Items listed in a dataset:
◇ ◇ ◇

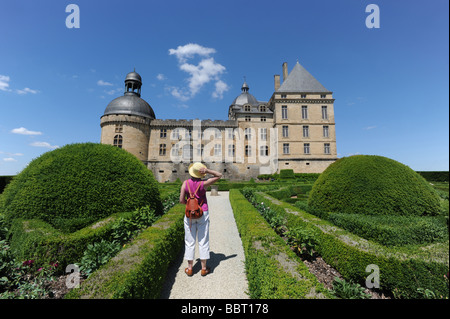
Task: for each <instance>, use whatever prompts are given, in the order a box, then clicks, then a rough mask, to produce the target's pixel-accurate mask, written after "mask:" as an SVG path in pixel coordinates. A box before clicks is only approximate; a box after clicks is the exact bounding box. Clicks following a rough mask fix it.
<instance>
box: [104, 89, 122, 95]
mask: <svg viewBox="0 0 450 319" xmlns="http://www.w3.org/2000/svg"><path fill="white" fill-rule="evenodd" d="M122 90H123V89H122V88H117V89H112V90H109V91H105V92H106V94H109V95H114V94H118V93H120V92H122Z"/></svg>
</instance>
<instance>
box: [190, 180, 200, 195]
mask: <svg viewBox="0 0 450 319" xmlns="http://www.w3.org/2000/svg"><path fill="white" fill-rule="evenodd" d="M186 184H187V187H188V191H189V196H190V197H193V196H195V195H196V194H197V192H198V189H199V188H200V186H201V185H202V184H203V181H202V182H201V183H199V184H198V186H197V189H196V190H195V192H194V194H192V193H191V188H190V187H189V180H187V181H186Z"/></svg>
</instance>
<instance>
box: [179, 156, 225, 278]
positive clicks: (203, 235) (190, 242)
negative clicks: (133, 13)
mask: <svg viewBox="0 0 450 319" xmlns="http://www.w3.org/2000/svg"><path fill="white" fill-rule="evenodd" d="M206 174H211V175H213V177H211V178H209V179H206V180H202V178H203V177H205V175H206ZM189 175H191V178H190V179H188V180H186V181H184V183H183V185H182V186H181V190H180V203H182V204H186V199H187V198H188V197H189V194H194V193H195V195H194V196H195V198H197V200H198V203H199V205H200V206H201V208H202V210H203V216H202V217H200V218H198V219H191V218H187V217H186V216H185V217H184V234H185V235H184V243H185V253H184V259H186V260H187V261H188V267H187V268H186V269H185V270H184V271H185V273H186V274H187V275H188V276H192V275H193V271H192V267H193V264H194V252H195V241H196V238H197V236H198V248H199V254H200V261H201V264H202V271H201V274H202V276H206V275H207V274H209V272H210V268H209V267H207V266H206V260H207V259H209V212H208V201H207V199H206V188H207V187H208V186H210V185H212V184H214V183H215V182H217V181H218V180H219V179H220V178H221V177H222V174H221V173H219V172H216V171H213V170H210V169H208V168H206V166H205V165H203V164H202V163H193V164H191V165H189ZM196 190H197V191H196Z"/></svg>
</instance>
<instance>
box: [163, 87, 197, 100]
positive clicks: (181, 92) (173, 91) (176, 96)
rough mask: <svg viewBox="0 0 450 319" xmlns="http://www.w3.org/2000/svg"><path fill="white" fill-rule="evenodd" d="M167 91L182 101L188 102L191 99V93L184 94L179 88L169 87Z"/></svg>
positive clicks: (185, 92) (170, 93) (168, 87)
mask: <svg viewBox="0 0 450 319" xmlns="http://www.w3.org/2000/svg"><path fill="white" fill-rule="evenodd" d="M166 90H167V91H169V93H170V94H171V95H172V96H173V97H176V98H177V99H179V100H180V101H183V102H185V101H187V100H189V99H190V98H191V96H190V94H189V92H184V91H183V90H180V89H179V88H177V87H175V86H168V87H166Z"/></svg>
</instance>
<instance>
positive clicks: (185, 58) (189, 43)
mask: <svg viewBox="0 0 450 319" xmlns="http://www.w3.org/2000/svg"><path fill="white" fill-rule="evenodd" d="M212 53H216V50H215V49H213V48H205V47H203V46H201V45H199V44H196V43H188V44H186V45H179V46H178V48H176V49H169V55H175V56H176V57H177V59H178V61H179V62H180V63H184V62H186V60H187V59H190V58H192V57H194V55H196V54H197V55H200V56H209V55H210V54H212Z"/></svg>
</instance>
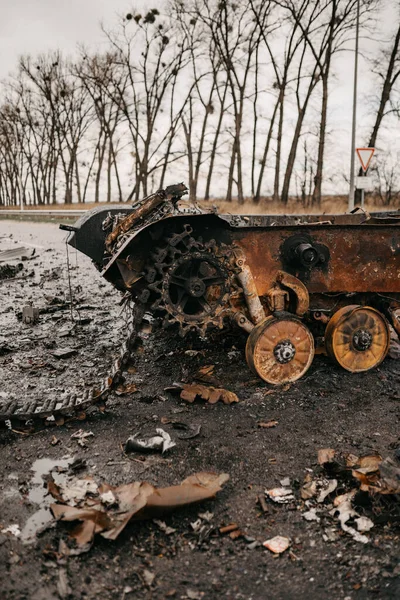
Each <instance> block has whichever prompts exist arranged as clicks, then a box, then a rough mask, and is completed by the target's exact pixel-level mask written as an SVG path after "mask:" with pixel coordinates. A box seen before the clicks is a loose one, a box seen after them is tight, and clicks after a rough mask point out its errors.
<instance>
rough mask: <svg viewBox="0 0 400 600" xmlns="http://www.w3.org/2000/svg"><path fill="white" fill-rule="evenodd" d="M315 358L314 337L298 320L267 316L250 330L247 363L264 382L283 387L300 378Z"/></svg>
mask: <svg viewBox="0 0 400 600" xmlns="http://www.w3.org/2000/svg"><path fill="white" fill-rule="evenodd" d="M313 358H314V338H313V336H312V334H311V332H310V330H309V329H308V328H307V327H306V326H305V325H304V323H302V322H301V321H300V320H299V319H297V318H296V317H287V318H283V319H278V318H276V317H273V316H270V317H267V318H266V319H265V320H264V321H262V322H261V323H259V324H258V325H257V326H256V327H254V329H253V330H252V331H251V333H250V335H249V337H248V340H247V344H246V360H247V364H248V365H249V367H250V369H251V370H252V371H253V372H254V373H256V374H257V375H258V376H259V377H261V379H263V380H264V381H267V382H268V383H272V384H274V385H280V384H283V383H291V382H293V381H296V380H297V379H300V377H302V376H303V375H304V374H305V373H306V371H307V370H308V368H309V367H310V365H311V363H312V361H313Z"/></svg>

◇ ◇ ◇

* **TASK DETAILS**
With images left out, the data must be transcribed exactly.

* **RESPONSE BELOW**
Task: for each <instance>, use whatever prompts are given, in the order a box, then clicks, then a rough mask, to produce the target's pixel-accurate mask, written after "mask:" as an SVG path in pixel coordinates. A box before clicks is only approximate; a box after clicks is the exact bounding box. Clicks following a rough mask fix it.
<instance>
box: [104, 89, 122, 95]
mask: <svg viewBox="0 0 450 319" xmlns="http://www.w3.org/2000/svg"><path fill="white" fill-rule="evenodd" d="M122 90H123V89H122V88H117V89H112V90H109V91H105V92H106V94H109V95H114V94H118V93H120V92H122Z"/></svg>
</instance>
<instance>
box: [190, 180, 200, 195]
mask: <svg viewBox="0 0 450 319" xmlns="http://www.w3.org/2000/svg"><path fill="white" fill-rule="evenodd" d="M186 184H187V187H188V191H189V196H190V197H193V196H195V195H196V194H197V192H198V189H199V188H200V186H201V185H202V184H203V181H202V182H201V183H199V184H198V186H197V189H196V190H195V192H194V194H192V193H191V188H190V187H189V180H187V181H186Z"/></svg>
</instance>
<instance>
box: [179, 156, 225, 278]
positive clicks: (203, 235) (190, 242)
negative clicks: (133, 13)
mask: <svg viewBox="0 0 450 319" xmlns="http://www.w3.org/2000/svg"><path fill="white" fill-rule="evenodd" d="M206 174H211V175H213V177H211V178H209V179H206V180H202V178H203V177H205V175H206ZM189 175H191V178H190V179H188V180H186V181H184V183H183V185H182V186H181V190H180V203H182V204H186V199H187V198H188V197H189V194H194V193H195V195H194V196H195V198H197V200H198V203H199V205H200V206H201V208H202V210H203V216H202V217H200V218H198V219H191V218H187V217H186V216H185V217H184V234H185V235H184V243H185V253H184V259H186V260H187V261H188V267H187V268H186V269H185V270H184V271H185V273H186V274H187V275H188V276H192V275H193V271H192V267H193V264H194V252H195V241H196V238H197V236H198V248H199V254H200V261H201V264H202V271H201V274H202V276H206V275H207V274H209V272H210V268H209V267H207V266H206V260H207V259H209V212H208V201H207V199H206V188H207V187H208V186H210V185H212V184H214V183H215V182H217V181H218V180H219V179H220V178H221V177H222V174H221V173H219V172H216V171H213V170H210V169H208V168H206V166H205V165H203V164H202V163H193V164H191V165H189ZM196 190H197V191H196Z"/></svg>
</instance>
<instance>
box: [163, 87, 197, 100]
positive clicks: (181, 92) (173, 91) (176, 96)
rough mask: <svg viewBox="0 0 450 319" xmlns="http://www.w3.org/2000/svg"><path fill="white" fill-rule="evenodd" d="M167 91L182 101L188 102L191 99V93L184 94L179 88L169 87Z"/></svg>
positive clicks: (185, 92) (170, 93) (168, 87)
mask: <svg viewBox="0 0 450 319" xmlns="http://www.w3.org/2000/svg"><path fill="white" fill-rule="evenodd" d="M166 90H167V91H169V93H170V94H171V95H172V96H173V97H176V98H177V99H179V100H180V101H183V102H185V101H187V100H189V99H190V98H191V96H190V94H189V92H184V91H183V90H180V89H179V88H177V87H175V86H168V87H166Z"/></svg>
</instance>
<instance>
positive clicks: (185, 58) (189, 43)
mask: <svg viewBox="0 0 450 319" xmlns="http://www.w3.org/2000/svg"><path fill="white" fill-rule="evenodd" d="M212 53H216V50H215V49H213V48H205V47H203V46H201V45H199V44H196V43H188V44H186V45H179V46H178V48H176V49H169V55H175V56H176V57H177V59H178V61H179V62H180V63H184V62H186V60H187V59H190V58H192V57H194V55H196V54H197V55H200V56H209V55H210V54H212Z"/></svg>
</instance>
Each <instance> block has whichever prompts exist arranged as clicks, then a box, then a rough mask, and is completed by the target's exact pixel-level mask written as an SVG path after "mask:" with pixel coordinates. A box seen before the clicks is a loose one, a box seen after them is tight, and clicks after a rough mask point out its errors.
<instance>
rough mask: <svg viewBox="0 0 400 600" xmlns="http://www.w3.org/2000/svg"><path fill="white" fill-rule="evenodd" d="M315 358L314 337L298 320L267 316L250 330L247 363L264 382L283 387L300 378Z"/></svg>
mask: <svg viewBox="0 0 400 600" xmlns="http://www.w3.org/2000/svg"><path fill="white" fill-rule="evenodd" d="M313 358H314V338H313V336H312V334H311V332H310V330H309V329H308V328H307V327H306V326H305V325H304V323H302V322H301V321H300V320H299V319H297V318H296V317H287V318H283V319H278V318H276V317H273V316H270V317H267V318H266V319H265V320H264V321H262V322H261V323H259V324H258V325H257V326H256V327H254V329H253V330H252V331H251V333H250V335H249V337H248V340H247V344H246V360H247V364H248V365H249V367H250V369H251V370H252V371H253V372H254V373H256V374H257V375H258V376H259V377H261V379H263V380H264V381H267V382H268V383H272V384H274V385H280V384H283V383H291V382H293V381H296V380H297V379H300V377H302V376H303V375H304V374H305V373H306V371H307V370H308V368H309V367H310V365H311V363H312V361H313Z"/></svg>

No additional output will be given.